## [What to produce]
Return the exact lines spanning from the line with "Where can you spot the bicycle frame" through the last line of the entries, boundaries included, and no others.

## [Data entries]
— Start —

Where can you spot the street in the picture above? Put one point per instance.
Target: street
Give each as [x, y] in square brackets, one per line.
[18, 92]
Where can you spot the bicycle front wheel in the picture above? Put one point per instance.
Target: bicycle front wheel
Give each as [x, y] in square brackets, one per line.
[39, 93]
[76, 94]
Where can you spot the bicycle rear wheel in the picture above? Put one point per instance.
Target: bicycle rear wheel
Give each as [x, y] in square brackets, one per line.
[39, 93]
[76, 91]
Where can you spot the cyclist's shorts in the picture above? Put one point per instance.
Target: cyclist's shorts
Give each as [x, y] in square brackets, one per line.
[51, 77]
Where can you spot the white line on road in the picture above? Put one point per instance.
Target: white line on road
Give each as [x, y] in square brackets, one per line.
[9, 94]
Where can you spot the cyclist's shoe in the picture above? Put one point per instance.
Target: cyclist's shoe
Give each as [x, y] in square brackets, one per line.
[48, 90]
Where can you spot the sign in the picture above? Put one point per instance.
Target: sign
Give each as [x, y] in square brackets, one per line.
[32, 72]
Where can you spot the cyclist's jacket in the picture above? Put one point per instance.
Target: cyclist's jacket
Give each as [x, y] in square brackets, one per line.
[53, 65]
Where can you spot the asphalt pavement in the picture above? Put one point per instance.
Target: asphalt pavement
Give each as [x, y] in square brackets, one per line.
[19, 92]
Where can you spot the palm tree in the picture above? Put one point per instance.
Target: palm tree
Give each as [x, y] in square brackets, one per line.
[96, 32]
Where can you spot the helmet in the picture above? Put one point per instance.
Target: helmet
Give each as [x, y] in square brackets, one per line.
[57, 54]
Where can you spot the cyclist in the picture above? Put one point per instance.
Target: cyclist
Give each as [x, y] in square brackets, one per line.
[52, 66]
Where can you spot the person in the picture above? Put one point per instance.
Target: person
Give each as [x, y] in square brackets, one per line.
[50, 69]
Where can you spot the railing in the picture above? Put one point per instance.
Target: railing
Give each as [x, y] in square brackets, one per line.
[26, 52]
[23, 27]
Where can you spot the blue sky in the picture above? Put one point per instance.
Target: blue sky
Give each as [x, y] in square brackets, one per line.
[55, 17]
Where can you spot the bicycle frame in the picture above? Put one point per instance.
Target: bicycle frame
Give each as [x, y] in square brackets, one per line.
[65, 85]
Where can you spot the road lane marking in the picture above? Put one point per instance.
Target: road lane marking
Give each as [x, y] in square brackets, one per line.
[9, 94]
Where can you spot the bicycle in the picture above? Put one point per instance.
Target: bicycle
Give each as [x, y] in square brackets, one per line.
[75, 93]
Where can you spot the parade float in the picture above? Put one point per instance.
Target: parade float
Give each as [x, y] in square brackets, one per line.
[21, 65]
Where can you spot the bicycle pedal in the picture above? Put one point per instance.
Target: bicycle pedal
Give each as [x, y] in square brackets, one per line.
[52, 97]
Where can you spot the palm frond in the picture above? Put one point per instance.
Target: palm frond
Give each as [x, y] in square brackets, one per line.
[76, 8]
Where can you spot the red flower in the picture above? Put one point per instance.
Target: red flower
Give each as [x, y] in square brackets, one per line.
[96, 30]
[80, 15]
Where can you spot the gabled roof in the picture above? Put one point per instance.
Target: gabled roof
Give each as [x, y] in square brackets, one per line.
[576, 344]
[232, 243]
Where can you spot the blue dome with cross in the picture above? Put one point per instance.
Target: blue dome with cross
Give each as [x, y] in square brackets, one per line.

— End —

## [Response to the task]
Where can you spot the bicycle frame in the picture above? Put one point per instance.
Target: bicycle frame
Give each as [x, y] in square brackets, one per line.
[65, 85]
Where can you spot the road lane marking in the picture above? Put one point per instance.
Target: road lane marking
Give each as [x, y] in square brackets, one per line.
[9, 94]
Where can you spot the bicycle in the picture above? Put one point per instance.
Target: bicycle
Give each as [x, y] in square brackets, one per line.
[75, 93]
Where can you spot the parade float in the picture above? Put one point per instance.
Target: parade float
Give each as [x, y] in square brackets, one per line.
[21, 65]
Where can you spot the bicycle pedal in the picture above? Put one point per instance.
Target: bicycle pedal
Give each as [x, y] in square brackets, one per line.
[52, 97]
Where can you spot the palm frond in the picture above? Put one point per instance.
Target: palm frond
Give each as [x, y] in square brackets, one per line.
[76, 8]
Where can you spot the red flower in the picture above? Put one point per instance.
Target: red flower
Give each as [x, y] in square brackets, one per line.
[96, 30]
[80, 15]
Where can you spot the gabled roof in the picture above? Put one point per instance.
Target: gabled roof
Give each as [x, y] in square brackets, one per line.
[576, 344]
[232, 243]
Where can you spot the blue dome with cross in the picture above? Put one point per instance.
Target: blue dome with cross
Give each as [x, y] in square brackets, one per line.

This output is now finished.